■ **What you are asked to do**: Tally the lines in the items below that contain the string "instance". Report only the resulting count.

■ **Dataset excerpts**:
+++

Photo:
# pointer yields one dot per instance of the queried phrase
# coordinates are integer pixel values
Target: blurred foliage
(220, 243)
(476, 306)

+++

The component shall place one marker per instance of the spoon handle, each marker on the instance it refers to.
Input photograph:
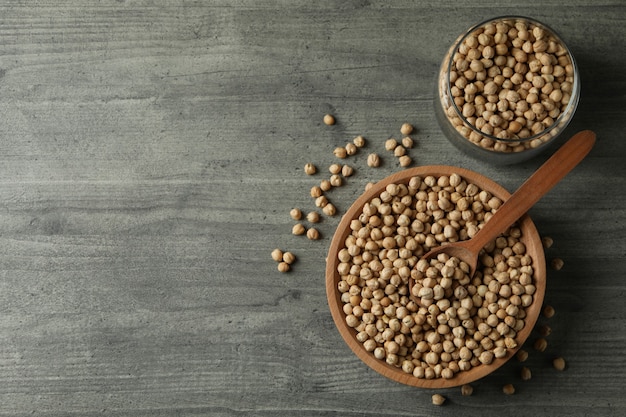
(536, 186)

+++

■ **Finished exercise**: 2